Yasser Moheb, Mardi, 20 juin 2017

Depuis quelques années, le nom de la réalisatrice Kaouther Ben Hania résonne avec insistance dans les milieux cinématographiques. Au dernier Festival de Cannes, elle était venue présenter son nouveau long métrage Ala Kaff Ifrit (la belle et la meute) dans la section Un Certain Regard. Un métrage touchant et controversé, prouvant le talent de la cinéaste.

Kaouther Ben Hania

Elle est un modèle de force tranquille, véritable nouveau moteur du cinéma tunisien contemporain. Chacune de ses réalisations est le fruit d’un travail persévérant et minutieux. Grâce à elle, le cinéma tunisien a été représenté à la section cannoise Un Certain Regard 2017, après 17 ans d’absence. Son nouveau film engagé, Ala Kaff Ifrit (la belle et la meute) a été lauréat du tout premier Prix de la meilleure création sonore, fondé et remis lors d’une cérémonie organisée cette année, au Festival de Cannes. Soufflet cinématographique, et surtout féministe, ce film raconte l’histoire, inspirée de faits réels, d’une jeune femme tunisienne de 21 ans, violée par deux policiers, et qui, contre toutes contraintes et menaces sociales, insiste à faire reconnaître son viol et à porter plainte contre ces coupables. « Mon film essaie de présenter et prouver le renouveau de la société tunisienne, celle qui refuse de se taire, de céder à la corruption et qui postule ses droits, surtout ceux des femmes », commente Kaouther Ben Hania.

La jeune femme toute simple, presque sans maquillage, en tenue sans artifice, s’est endurcie après l’ovation et les applaudissements qui ont accueilli la projection de son film sur la Croisette. Elle a 39 ans, son visage ciselé est toujours souriant, lui en fait paraître 20. Une présence énergétique, réaliste et éthérée, Kaouther Ben Hania est à l’image de ses personnages, en apesanteur.

Née à Sidi Bouzid, ville du centre de la Tunisie, Kaouther Ben Hania a d’abord étudié le commerce avant de décider d’aller vers sa grande passion : le cinéma. « Comme la majorité des jeunes filles de mon âge, étudier les lettres, le commerce ou bien la médecine était l’itinéraire presque classique voulu par presque toutes les familles pour leurs enfants. Je l’ai admis au début, avant d’insister sur le fait de laisser ma boussole virer vers mon monde fétiche, celui des études du 7e art, surtout que je rêvais toujours de devenir écrivaine, un rêve que j’ai amplement réalisé », dit la jeune cinéaste avec un grand sourire.
------------------------------------------------
Consignes:
1. Répondez aux questions suivantes sur l'article consacré à Kaouther Ben Hania :
(a) Après combien d'années d'absence le cinéma tunisien a-t-il été représenté dans la section Un Certain Regard ?
(b) Quel prix le film Ala Kaff Ifrit a-t-il remporté au Festival de Cannes ?
(c) Dans quelle ville la réalisatrice est-elle née ?
2. Prolongez l'article consacré à Kaouther Ben Hania à partir de sa dernière phrase.
------------------------------------------------
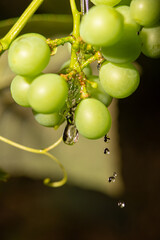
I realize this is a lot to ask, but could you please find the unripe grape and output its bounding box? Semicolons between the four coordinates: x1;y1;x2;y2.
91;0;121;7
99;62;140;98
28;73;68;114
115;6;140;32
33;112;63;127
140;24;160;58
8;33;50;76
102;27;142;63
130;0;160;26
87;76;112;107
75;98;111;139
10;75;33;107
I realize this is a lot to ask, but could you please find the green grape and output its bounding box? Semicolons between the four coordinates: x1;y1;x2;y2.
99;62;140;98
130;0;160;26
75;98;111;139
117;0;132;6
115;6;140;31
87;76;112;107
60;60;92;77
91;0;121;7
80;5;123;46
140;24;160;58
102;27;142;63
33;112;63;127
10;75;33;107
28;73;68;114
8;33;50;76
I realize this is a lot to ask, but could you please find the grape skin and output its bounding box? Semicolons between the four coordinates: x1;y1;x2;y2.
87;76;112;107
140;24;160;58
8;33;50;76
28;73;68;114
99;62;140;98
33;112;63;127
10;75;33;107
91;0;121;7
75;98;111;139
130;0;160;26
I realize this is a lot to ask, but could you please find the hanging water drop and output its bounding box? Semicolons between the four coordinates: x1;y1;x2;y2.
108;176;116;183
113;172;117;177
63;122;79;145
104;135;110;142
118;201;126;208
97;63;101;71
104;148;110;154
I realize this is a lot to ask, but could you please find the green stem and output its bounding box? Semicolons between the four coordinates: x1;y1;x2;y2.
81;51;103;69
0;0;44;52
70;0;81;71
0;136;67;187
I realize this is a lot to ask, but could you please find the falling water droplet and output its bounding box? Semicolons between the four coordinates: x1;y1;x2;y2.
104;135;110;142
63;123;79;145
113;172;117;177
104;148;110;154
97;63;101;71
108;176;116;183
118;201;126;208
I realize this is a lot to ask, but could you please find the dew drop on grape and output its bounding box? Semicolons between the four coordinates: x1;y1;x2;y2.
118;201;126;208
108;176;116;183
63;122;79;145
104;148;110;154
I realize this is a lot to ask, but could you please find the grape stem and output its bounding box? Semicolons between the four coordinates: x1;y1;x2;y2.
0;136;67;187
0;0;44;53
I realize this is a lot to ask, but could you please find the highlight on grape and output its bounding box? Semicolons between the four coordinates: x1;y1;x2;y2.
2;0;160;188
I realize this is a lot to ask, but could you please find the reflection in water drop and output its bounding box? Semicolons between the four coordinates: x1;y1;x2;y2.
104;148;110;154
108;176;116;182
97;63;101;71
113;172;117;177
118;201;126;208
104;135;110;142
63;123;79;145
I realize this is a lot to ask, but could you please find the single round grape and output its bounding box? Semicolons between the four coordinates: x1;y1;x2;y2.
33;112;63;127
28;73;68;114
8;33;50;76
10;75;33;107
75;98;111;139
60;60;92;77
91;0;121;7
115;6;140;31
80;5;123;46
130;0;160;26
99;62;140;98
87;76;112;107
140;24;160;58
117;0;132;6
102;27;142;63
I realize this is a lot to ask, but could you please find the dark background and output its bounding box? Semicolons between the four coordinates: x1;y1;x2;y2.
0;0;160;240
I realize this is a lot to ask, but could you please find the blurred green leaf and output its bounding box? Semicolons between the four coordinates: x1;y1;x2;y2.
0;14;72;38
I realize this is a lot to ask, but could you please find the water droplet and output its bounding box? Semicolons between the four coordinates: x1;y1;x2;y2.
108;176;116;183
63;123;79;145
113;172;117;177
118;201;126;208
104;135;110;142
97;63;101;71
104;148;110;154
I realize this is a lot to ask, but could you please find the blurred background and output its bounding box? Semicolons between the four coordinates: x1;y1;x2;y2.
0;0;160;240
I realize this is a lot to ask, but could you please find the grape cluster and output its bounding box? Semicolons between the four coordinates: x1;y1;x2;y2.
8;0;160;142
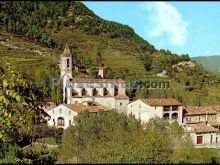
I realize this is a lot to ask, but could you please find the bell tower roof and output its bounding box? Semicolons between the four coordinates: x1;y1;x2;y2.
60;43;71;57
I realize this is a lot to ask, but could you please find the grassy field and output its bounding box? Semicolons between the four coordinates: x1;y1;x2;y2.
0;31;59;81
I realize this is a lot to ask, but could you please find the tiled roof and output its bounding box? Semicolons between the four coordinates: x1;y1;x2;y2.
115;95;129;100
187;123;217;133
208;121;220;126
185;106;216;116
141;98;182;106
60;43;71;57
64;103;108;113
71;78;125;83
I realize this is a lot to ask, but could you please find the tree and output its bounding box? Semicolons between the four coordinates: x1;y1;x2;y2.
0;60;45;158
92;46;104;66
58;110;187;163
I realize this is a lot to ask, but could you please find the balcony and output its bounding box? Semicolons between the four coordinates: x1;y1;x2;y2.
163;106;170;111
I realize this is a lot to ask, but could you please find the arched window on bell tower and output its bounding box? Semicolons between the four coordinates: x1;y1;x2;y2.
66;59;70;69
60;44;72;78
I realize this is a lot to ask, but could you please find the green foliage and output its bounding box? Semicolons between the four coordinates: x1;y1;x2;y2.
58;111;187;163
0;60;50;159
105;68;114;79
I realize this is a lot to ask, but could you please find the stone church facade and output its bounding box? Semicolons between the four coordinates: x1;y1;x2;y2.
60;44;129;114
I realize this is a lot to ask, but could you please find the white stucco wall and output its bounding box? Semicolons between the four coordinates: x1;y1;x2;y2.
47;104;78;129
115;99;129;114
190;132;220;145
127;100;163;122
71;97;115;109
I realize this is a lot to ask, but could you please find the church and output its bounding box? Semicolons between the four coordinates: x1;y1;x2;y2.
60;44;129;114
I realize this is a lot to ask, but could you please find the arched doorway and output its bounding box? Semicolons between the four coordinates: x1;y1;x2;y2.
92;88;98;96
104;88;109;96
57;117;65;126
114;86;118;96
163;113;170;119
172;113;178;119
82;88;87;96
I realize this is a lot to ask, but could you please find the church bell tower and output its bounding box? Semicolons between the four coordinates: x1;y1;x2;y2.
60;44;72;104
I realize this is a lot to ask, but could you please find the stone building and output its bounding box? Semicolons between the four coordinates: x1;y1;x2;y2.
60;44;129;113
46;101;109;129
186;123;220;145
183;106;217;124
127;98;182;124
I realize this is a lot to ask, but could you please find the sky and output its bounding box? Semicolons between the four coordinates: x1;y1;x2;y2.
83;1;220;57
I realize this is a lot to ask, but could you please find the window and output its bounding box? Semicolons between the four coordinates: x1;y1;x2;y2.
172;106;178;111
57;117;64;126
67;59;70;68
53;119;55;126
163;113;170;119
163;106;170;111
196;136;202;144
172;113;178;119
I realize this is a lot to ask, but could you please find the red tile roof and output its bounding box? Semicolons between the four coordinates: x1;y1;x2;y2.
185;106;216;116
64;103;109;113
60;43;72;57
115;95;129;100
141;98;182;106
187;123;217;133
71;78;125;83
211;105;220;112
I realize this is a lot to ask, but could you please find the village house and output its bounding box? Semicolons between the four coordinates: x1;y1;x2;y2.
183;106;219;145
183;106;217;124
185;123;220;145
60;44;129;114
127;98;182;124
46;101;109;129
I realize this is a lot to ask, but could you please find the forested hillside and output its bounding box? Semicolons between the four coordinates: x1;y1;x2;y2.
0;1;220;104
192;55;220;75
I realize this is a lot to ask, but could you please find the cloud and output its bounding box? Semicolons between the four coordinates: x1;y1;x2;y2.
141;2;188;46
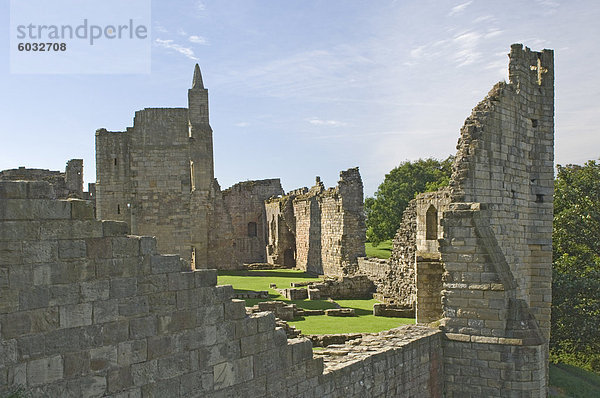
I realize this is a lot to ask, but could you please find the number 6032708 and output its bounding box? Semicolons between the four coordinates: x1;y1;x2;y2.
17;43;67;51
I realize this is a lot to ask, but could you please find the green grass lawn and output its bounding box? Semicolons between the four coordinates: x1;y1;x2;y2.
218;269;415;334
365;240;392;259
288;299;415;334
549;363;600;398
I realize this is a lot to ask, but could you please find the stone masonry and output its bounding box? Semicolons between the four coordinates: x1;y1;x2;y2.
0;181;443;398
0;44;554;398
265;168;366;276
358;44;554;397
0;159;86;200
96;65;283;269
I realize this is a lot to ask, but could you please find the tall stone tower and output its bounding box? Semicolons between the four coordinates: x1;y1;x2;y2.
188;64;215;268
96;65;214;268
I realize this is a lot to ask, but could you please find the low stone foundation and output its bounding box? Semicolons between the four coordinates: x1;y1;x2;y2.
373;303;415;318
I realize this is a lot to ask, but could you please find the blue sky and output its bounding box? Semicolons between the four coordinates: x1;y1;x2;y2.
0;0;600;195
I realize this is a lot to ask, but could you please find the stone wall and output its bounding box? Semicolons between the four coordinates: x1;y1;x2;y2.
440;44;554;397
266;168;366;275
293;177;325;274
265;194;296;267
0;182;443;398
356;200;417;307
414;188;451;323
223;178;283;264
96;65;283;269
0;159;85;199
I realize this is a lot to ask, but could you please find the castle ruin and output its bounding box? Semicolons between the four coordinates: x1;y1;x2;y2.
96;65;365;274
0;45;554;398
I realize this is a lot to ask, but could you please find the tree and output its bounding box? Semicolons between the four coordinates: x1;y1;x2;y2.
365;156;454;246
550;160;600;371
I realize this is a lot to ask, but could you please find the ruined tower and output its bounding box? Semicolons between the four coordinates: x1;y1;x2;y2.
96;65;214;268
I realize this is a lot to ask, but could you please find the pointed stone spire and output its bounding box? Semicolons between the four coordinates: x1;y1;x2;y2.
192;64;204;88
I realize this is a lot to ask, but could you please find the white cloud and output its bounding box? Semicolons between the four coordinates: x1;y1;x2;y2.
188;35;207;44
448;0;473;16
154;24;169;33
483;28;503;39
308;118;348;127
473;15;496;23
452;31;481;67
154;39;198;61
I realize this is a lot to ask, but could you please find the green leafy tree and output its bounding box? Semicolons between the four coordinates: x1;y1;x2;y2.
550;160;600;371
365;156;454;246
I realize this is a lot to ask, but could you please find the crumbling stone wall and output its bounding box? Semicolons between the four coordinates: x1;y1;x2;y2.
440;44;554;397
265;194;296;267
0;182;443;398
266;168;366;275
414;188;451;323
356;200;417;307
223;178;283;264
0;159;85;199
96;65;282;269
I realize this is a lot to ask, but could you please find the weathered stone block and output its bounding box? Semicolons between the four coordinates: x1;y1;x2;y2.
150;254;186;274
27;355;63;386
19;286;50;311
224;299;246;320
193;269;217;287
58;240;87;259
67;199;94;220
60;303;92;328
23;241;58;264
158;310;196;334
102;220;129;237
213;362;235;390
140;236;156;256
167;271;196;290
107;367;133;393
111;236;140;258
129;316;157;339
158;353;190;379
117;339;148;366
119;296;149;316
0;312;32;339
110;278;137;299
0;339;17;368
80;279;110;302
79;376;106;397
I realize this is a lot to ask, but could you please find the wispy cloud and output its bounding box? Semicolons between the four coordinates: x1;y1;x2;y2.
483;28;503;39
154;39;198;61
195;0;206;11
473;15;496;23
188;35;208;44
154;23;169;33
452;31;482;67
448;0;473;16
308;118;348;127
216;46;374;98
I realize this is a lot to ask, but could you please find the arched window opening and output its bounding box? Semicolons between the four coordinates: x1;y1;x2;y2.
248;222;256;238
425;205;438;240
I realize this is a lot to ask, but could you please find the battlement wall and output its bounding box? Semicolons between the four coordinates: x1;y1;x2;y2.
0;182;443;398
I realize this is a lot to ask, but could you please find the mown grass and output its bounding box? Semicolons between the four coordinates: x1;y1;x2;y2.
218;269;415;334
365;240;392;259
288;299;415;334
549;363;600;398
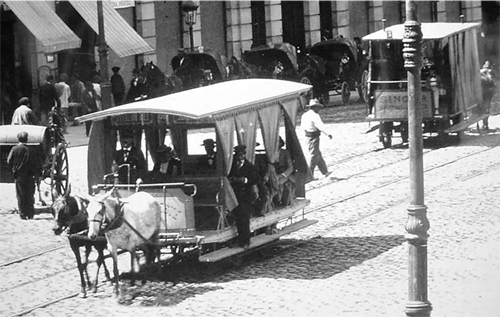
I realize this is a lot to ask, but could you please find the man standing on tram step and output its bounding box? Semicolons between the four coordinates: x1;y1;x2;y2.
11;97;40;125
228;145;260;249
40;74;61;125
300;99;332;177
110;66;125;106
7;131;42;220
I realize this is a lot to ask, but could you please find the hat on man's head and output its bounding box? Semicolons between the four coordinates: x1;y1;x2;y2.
------------------------------------------------
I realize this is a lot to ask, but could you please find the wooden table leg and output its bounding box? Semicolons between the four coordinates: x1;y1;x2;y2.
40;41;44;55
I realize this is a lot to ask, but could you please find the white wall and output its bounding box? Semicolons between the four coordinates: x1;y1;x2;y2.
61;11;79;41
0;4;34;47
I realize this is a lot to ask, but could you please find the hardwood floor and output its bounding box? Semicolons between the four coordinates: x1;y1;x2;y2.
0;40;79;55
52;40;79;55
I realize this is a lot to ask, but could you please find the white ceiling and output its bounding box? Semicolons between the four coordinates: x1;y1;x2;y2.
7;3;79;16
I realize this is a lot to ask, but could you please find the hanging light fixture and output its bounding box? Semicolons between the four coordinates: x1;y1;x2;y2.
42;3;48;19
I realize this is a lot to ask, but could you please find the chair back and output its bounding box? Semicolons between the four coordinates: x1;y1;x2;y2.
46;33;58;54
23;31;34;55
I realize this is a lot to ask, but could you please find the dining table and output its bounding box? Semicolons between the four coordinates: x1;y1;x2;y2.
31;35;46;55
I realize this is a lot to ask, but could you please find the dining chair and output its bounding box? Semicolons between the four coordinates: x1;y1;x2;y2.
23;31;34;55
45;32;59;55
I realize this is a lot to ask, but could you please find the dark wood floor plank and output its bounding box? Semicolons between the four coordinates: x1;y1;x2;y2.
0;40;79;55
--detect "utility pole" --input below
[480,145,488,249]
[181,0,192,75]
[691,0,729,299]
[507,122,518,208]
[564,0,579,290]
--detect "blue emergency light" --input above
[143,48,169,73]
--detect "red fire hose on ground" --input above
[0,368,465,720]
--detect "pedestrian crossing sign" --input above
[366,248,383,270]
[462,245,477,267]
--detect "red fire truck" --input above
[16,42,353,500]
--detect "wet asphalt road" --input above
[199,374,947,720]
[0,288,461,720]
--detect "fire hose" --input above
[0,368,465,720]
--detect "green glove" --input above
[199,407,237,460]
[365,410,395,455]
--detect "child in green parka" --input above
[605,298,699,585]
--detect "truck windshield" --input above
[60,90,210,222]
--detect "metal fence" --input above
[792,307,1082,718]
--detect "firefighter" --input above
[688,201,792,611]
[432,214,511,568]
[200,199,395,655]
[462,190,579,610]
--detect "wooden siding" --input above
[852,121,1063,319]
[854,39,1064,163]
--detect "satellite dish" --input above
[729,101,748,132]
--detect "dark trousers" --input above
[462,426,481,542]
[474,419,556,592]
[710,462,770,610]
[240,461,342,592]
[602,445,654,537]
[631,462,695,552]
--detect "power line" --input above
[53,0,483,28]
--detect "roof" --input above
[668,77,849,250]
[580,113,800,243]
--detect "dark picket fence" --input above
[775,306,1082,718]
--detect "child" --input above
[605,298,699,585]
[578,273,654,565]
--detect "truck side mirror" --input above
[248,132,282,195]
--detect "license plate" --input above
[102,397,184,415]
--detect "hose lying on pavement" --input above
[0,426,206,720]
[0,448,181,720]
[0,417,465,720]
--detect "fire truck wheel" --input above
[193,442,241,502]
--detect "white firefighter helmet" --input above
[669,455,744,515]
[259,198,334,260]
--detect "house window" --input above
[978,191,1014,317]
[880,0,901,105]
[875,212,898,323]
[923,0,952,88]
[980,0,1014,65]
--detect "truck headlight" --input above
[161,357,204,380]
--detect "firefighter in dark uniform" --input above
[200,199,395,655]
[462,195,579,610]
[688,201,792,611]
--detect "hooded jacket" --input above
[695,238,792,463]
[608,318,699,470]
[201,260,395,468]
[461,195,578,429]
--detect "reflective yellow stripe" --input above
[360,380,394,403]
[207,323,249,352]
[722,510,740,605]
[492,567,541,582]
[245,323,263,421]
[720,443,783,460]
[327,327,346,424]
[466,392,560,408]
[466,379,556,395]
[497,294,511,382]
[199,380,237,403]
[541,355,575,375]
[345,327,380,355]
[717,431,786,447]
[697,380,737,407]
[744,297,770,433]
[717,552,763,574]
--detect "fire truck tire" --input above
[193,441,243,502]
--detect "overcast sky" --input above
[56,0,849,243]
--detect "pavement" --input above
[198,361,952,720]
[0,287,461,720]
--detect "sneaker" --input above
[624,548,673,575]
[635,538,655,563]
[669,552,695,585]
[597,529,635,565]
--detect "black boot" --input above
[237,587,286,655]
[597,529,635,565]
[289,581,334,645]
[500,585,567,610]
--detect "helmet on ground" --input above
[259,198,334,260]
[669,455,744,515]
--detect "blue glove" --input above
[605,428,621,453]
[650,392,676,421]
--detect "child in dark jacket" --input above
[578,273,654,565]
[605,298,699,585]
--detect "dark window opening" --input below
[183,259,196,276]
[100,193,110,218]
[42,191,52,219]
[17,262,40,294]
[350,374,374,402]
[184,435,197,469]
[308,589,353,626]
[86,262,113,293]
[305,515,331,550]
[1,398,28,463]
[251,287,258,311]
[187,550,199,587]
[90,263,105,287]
------------------------------------------------
Réponses aux consignes:
1.
(a) Après 17 ans d'absence.
(b) Le tout premier Prix de la meilleure création sonore.
(c) À Sidi Bouzid, ville du centre de la Tunisie.

2.
La petite Koukou — comme l’appellent ses amis — entame en 2002 des études de cinéma à l’Ecole des arts et du cinéma de Tunis. Pendant cette première formation qui n’a duré que deux ans, elle réalise plusieurs courts métrages, dont l’un, La Brèche, film d’école de 14 minutes, est nettement remarqué et loué par ses professeurs. Entre-temps, elle participe, en 2003, à un atelier d’écriture de long métrage, financé par le programme Euromed. Ces études l’ont aidée certes quelques années après à planer vers le genre du long métrage. Toutefois, elle continue son élan à l’époque dans les courts métrages. Au terme de sa période de formation en Tunisie, elle décide de poursuivre ses études, en 2004, à Paris, entre l’Université d’été de la Fémis et la Sorbonne. Ensuite, elle travaille pour la chaîne satellite Al-Jazeera Documentaires, jusqu’en 2007.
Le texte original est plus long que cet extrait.